■ EXERCISE DIRECTIONS ■
Count how many lines of the material below contain the string "player", and reply with that number alone.

● ● ● ● ●

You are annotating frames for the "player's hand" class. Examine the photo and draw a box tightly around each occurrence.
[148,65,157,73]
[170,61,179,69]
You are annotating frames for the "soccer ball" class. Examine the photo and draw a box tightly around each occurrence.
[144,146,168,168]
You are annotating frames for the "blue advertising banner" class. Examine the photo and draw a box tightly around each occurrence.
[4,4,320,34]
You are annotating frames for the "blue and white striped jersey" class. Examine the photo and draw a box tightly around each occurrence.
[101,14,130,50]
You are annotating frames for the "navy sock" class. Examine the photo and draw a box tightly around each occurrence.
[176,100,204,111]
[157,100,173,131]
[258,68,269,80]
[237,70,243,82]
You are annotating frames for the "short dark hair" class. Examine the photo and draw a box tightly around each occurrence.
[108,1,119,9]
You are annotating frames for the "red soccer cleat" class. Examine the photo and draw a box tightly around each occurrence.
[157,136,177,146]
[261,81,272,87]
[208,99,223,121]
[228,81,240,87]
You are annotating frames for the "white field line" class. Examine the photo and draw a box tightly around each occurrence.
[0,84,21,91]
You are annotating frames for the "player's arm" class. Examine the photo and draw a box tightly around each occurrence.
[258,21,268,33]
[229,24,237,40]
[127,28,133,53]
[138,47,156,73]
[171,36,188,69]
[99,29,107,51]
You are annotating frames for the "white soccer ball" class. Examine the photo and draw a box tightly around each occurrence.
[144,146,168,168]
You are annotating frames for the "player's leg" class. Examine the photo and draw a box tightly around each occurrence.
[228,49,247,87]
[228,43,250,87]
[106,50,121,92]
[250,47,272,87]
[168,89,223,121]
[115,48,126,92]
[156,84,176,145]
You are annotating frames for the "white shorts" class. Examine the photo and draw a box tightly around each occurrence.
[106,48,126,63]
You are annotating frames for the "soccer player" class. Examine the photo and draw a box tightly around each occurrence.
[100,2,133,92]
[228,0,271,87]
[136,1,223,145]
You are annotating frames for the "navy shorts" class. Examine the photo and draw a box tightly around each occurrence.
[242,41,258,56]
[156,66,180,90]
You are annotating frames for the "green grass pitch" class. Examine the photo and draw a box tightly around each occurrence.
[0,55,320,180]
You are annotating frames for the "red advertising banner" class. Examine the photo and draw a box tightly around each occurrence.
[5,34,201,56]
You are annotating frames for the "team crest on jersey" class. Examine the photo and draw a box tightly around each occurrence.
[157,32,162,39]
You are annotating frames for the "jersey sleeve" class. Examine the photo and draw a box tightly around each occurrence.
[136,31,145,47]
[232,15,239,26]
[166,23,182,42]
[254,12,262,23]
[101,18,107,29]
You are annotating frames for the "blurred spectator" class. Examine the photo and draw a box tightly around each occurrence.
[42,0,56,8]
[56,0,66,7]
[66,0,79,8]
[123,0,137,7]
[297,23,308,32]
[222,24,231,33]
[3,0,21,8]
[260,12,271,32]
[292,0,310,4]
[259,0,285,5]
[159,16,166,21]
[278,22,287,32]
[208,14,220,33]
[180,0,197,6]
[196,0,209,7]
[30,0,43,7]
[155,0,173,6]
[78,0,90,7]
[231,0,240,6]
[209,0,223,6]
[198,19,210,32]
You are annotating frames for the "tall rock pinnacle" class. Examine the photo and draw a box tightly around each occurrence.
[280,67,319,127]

● ● ● ● ●

■ FINAL RESULT ■
4